_PASSAGE GIVEN_.
* START *

Miguel held positions on the City Council, just as his son Inácio de Sampaio e Almeida would do later on. In addition to this grandson of Miguel’s, another grandson of his, Manoel Pimenta de Sampaio, also Inácio de Sampaio’s son, was a military officer in the parish of Jacarepaguá. Hence the prestige of the Sampaio e Almeida family continued to open doors to public positions for its members until, at least, the first half of the eighteenth century, indicating that their families were not commoners in the political context of the city.

Miguel de Sampaio seemed to be a caring father who sought to control the fate of his illegitimate daughters by imposing a condition for the endowments that he left them: these would only take place when each of them married. So, they had to lead their lives in accordance with Christian standards and, for this purpose, he would make them more attractive in the matrimonial market by awarding them an endowment of one hundred thousand reais upon their marriage. Another wish that he expressed in his will was to establish a hierarchy between his legitimate and illegitimate children. Suffice to say that two of his executors (those who made sure his will would be fulfilled) were his legitimate sons: Inácio de Sampaio e Almeida and Antônio de Sampaio e Almeida (cf. Figure 1). Thus, the endowments, while admittedly amounting to financial benefits, ultimately served as a way of perpetuating the relationship of dependence between those who expected to receive the endowments and the legitimate children who had it in their power to grant them. Once more, Miguel de Sampaio’s own words are highly illustrative: “I declare that these alms which I leave to these families will not necessarily come from the residue, as I believe my children will have plenty, since they are left under my sponsorship.”

* END *

_TASKS FOR THIS EXERCISE_.
• 1. According to the passage on Miguel de Sampaio's will, why did the endowments for his illegitimate daughters keep them dependent on his legitimate children?
• 2. In the passage on Miguel de Sampaio's family, how large an endowment did he award each illegitimate daughter upon her marriage?
• 3. Reproduce the passage on Miguel de Sampaio's family between "Miguel held positions" and "of the city.", inclusive.

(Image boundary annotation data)
* START *

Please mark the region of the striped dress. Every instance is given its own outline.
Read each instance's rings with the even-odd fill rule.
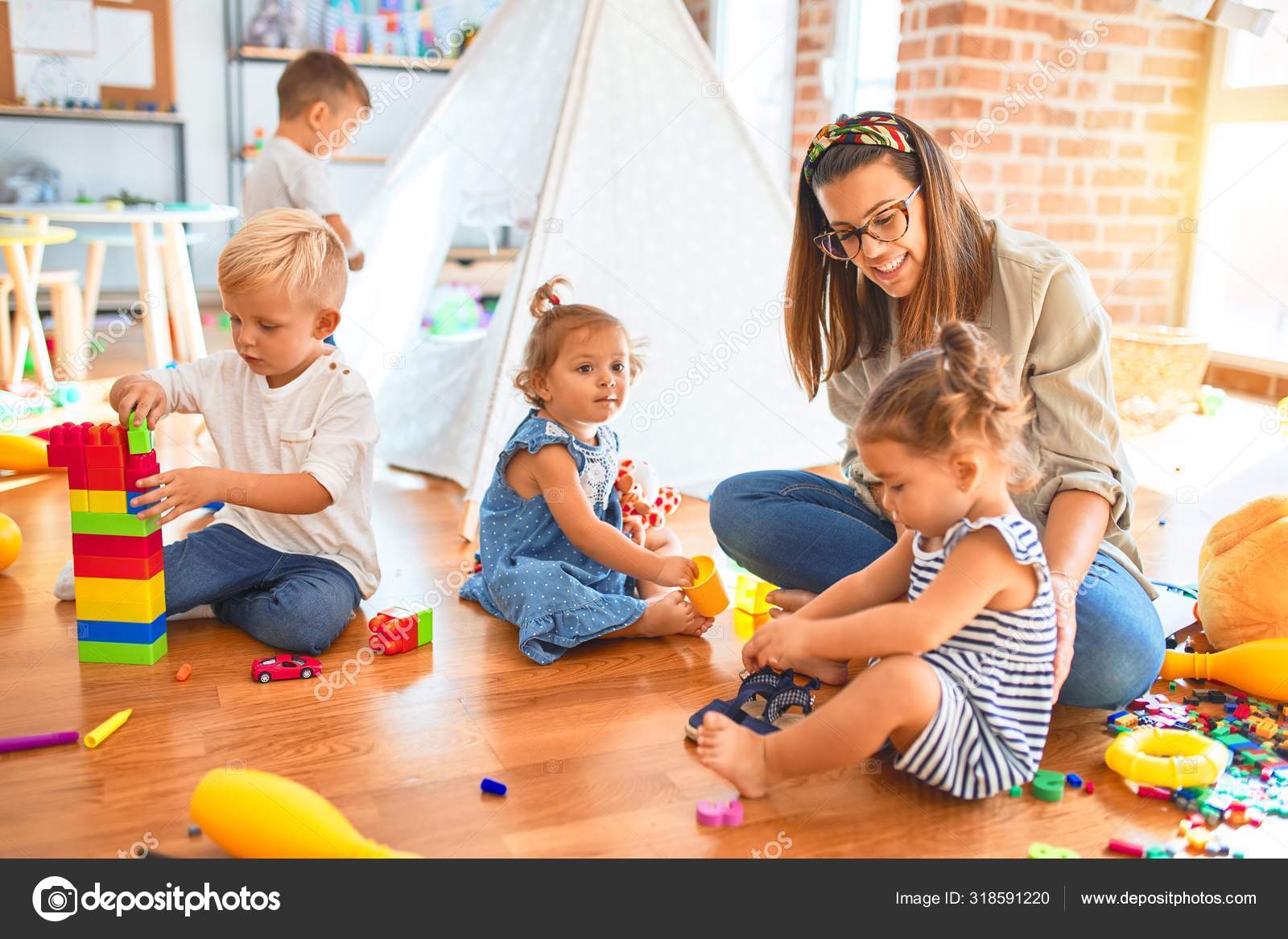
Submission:
[[[918,535],[908,599],[921,596],[965,535],[985,527],[1001,532],[1018,562],[1033,565],[1037,596],[1024,609],[981,609],[952,639],[922,654],[939,676],[939,711],[894,764],[962,799],[983,799],[1032,779],[1051,723],[1055,598],[1030,522],[1015,514],[962,519],[935,551],[925,550]]]

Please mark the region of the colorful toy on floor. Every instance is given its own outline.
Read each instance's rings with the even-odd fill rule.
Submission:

* END *

_WORKED SOLUTIONS_.
• 1. Two of his executors were his legitimate sons, Inácio de Sampaio e Almeida and Antônio de Sampaio e Almeida. Because the legitimate children had the power to grant the endowments, those expecting to receive them remained dependent on them.

• 2. One hundred thousand reais.

• 3.
Miguel held positions on the City Council, just as his son Inácio de Sampaio e Almeida would do later on. In addition to this grandson of Miguel’s, another grandson of his, Manoel Pimenta de Sampaio, also Inácio de Sampaio’s son, was a military officer in the parish of Jacarepaguá. Hence the prestige of the Sampaio e Almeida family continued to open doors to public positions for its members until, at least, the first half of the eighteenth century, indicating that their families were not commoners in the political context of the city.